#### What you will do:
Pull out each line of the data that includes the word "body".
BEGIN
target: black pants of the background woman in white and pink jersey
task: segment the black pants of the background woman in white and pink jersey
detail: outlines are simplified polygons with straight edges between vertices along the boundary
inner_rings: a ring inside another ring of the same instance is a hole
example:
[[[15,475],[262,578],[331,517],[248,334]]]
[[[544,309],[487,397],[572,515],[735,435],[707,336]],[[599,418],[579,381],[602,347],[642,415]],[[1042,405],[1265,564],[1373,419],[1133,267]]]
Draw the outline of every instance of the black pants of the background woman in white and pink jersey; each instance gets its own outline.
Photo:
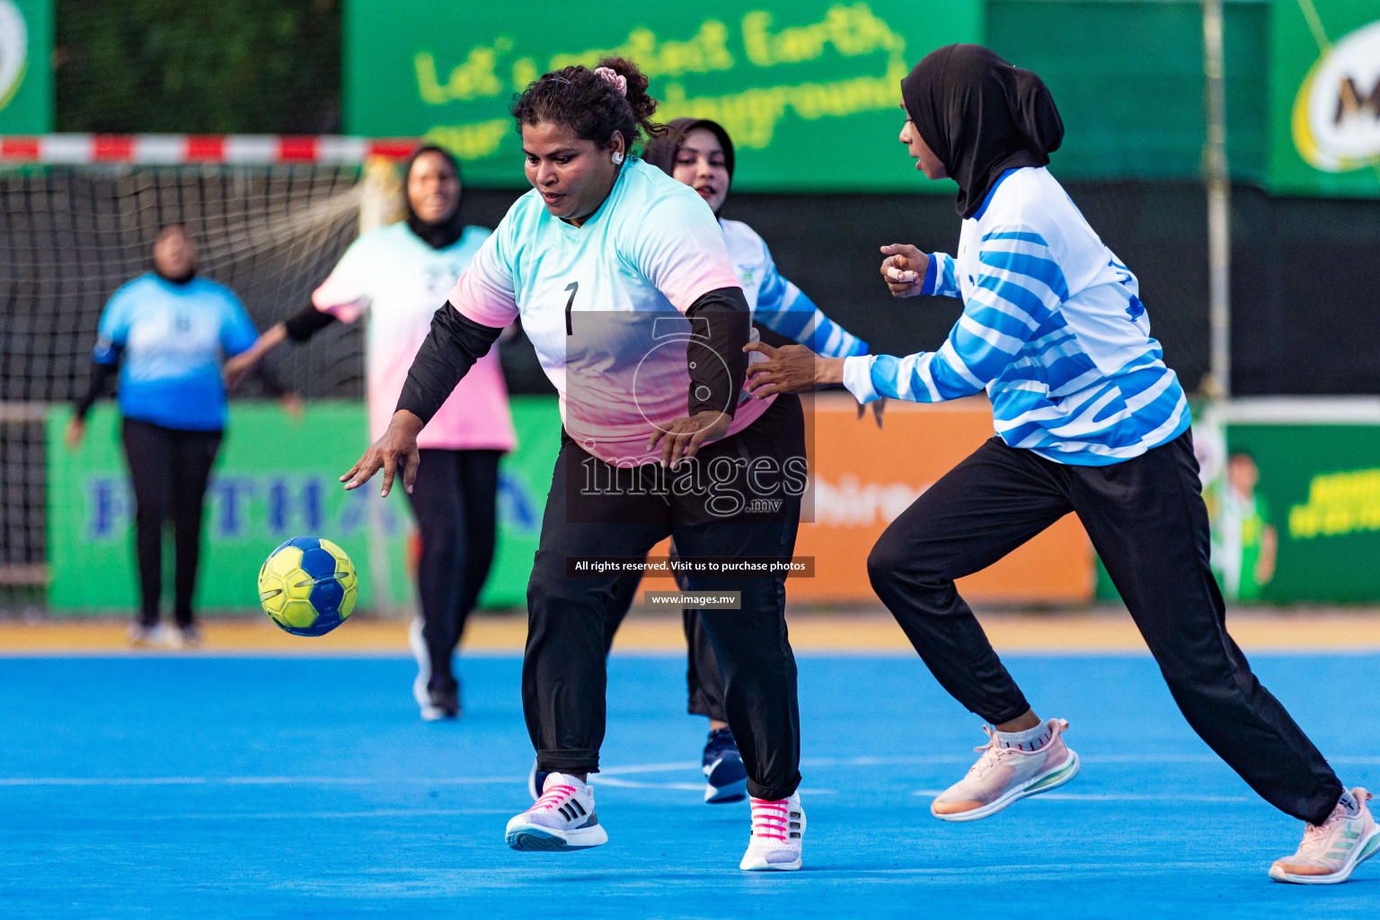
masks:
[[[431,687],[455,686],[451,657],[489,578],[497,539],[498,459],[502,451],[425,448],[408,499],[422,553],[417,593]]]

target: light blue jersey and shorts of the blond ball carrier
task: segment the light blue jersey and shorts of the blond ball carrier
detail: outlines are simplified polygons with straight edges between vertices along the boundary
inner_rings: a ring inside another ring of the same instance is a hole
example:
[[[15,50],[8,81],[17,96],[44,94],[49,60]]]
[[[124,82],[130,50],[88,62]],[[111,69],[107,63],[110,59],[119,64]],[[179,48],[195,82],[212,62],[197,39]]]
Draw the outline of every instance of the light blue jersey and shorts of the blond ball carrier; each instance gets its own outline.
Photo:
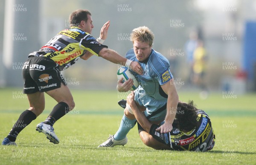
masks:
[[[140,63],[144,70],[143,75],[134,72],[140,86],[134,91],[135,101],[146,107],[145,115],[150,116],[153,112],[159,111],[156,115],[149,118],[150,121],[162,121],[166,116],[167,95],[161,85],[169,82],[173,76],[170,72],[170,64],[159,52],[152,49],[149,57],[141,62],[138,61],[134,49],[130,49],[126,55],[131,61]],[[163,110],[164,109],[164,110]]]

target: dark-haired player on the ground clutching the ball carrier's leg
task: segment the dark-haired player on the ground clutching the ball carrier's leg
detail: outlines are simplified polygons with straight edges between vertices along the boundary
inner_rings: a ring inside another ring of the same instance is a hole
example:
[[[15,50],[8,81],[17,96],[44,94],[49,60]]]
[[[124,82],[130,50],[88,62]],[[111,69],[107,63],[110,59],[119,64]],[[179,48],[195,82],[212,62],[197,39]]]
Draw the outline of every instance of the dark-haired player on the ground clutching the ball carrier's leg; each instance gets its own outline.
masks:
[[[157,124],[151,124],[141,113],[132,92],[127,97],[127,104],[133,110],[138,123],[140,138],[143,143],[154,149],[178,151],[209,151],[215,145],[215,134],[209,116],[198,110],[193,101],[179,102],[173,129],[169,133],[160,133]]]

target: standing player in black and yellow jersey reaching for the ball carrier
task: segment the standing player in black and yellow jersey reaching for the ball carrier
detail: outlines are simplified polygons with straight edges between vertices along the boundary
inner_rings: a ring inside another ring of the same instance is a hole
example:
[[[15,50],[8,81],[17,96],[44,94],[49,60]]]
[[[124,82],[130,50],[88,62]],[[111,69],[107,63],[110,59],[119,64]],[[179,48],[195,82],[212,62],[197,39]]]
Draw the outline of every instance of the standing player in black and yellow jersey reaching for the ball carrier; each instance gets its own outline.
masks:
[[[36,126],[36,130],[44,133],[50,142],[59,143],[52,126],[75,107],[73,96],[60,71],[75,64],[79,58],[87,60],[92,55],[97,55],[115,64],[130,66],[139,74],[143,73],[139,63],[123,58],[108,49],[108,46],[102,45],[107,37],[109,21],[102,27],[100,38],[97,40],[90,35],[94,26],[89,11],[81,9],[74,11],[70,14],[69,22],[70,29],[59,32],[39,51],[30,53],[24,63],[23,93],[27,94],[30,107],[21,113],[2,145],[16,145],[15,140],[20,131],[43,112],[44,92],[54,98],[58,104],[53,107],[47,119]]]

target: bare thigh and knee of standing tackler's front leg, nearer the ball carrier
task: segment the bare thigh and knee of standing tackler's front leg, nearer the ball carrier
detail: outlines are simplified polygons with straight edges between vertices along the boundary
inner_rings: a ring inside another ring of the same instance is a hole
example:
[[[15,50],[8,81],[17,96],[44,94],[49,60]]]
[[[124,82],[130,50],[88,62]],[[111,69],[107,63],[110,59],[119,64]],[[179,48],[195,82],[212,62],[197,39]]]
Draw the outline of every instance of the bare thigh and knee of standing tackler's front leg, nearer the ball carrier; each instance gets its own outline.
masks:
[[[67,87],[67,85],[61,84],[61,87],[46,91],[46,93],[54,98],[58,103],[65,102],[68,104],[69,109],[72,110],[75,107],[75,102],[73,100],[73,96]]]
END
BEGIN
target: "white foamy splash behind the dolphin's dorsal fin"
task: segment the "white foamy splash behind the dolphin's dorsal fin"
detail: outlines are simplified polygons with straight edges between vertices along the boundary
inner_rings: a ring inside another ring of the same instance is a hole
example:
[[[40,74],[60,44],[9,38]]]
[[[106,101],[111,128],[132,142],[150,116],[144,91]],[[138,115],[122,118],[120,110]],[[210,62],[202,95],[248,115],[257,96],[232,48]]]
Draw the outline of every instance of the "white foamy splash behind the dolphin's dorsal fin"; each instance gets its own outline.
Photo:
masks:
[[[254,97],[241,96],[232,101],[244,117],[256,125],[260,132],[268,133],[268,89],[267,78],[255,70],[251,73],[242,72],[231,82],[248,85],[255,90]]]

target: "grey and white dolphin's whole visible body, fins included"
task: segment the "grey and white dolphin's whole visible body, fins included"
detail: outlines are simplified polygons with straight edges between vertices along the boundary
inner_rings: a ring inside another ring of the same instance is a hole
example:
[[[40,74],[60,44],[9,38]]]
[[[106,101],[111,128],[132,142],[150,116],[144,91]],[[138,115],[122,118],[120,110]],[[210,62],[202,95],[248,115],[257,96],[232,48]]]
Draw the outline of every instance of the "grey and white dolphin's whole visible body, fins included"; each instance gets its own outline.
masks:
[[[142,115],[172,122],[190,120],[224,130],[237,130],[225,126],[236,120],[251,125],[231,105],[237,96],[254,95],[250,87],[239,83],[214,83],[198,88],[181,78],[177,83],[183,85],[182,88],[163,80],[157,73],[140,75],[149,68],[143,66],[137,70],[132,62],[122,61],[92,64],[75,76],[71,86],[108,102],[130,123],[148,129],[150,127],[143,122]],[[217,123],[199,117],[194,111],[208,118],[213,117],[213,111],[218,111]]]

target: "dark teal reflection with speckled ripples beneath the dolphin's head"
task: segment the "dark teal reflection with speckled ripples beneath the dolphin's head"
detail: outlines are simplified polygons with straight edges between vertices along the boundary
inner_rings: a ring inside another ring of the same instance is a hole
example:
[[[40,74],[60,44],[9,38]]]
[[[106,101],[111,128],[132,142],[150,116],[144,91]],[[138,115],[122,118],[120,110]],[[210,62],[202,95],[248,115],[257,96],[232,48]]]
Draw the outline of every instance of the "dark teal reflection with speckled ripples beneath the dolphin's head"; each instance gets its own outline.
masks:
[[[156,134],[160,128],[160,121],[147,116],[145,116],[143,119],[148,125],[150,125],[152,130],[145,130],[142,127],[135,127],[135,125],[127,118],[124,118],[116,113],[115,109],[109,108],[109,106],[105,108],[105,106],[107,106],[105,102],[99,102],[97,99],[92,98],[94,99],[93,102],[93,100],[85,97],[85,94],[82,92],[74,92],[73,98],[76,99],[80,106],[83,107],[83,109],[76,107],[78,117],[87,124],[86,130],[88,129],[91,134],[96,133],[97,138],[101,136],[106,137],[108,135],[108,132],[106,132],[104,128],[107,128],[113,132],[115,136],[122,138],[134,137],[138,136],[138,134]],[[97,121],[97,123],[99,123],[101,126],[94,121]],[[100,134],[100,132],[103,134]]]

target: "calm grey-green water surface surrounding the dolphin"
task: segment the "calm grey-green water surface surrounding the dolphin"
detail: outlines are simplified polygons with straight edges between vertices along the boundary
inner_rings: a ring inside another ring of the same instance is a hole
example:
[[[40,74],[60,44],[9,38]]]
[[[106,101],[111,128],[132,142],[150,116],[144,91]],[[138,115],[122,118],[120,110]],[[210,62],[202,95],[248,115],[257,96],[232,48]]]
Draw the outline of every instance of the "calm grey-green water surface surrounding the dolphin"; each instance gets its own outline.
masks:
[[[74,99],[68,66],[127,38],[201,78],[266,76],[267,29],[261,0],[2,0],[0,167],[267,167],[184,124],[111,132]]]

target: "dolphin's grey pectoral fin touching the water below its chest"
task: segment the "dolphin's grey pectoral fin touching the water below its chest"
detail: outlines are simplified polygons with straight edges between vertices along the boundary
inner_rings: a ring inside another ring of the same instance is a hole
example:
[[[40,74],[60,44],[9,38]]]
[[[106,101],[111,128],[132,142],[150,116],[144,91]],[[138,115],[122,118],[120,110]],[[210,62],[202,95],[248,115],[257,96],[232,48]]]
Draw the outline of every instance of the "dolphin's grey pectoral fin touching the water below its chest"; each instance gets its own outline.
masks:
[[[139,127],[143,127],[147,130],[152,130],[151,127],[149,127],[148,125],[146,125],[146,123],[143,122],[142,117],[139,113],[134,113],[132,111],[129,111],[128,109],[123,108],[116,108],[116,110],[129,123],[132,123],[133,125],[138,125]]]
END
#### Result:
target: "grey and white dolphin's whole visible body, fins included"
task: segment the "grey and white dolphin's whole visible body, fins included"
Draw the outline of every instance of the "grey and white dolphin's whole visible body, fins included"; each instance gets its own outline.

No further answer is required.